# TASK PROMPT
Copy the data below exactly, but not the pictures it contains.

[[ DATA TO PROCESS, beginning ]]

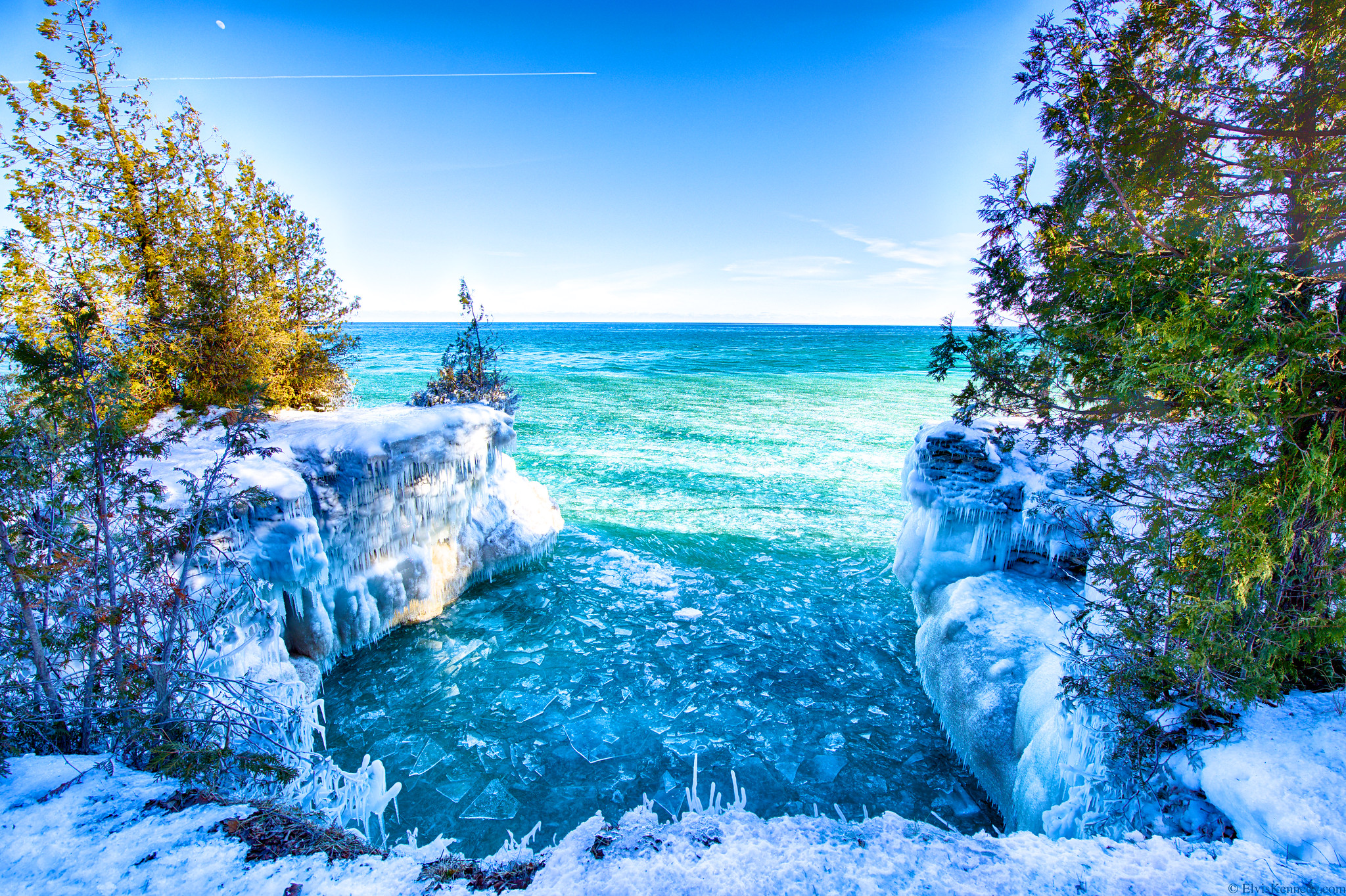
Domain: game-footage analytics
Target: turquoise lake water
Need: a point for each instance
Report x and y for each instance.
(749, 472)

[[ DATA TO PROCESS, end ]]

# REPLY TO THE TASK
Domain: game-footage analytics
Target: turquoise lake water
Need: a point for each instance
Report x and y for each instance.
(749, 472)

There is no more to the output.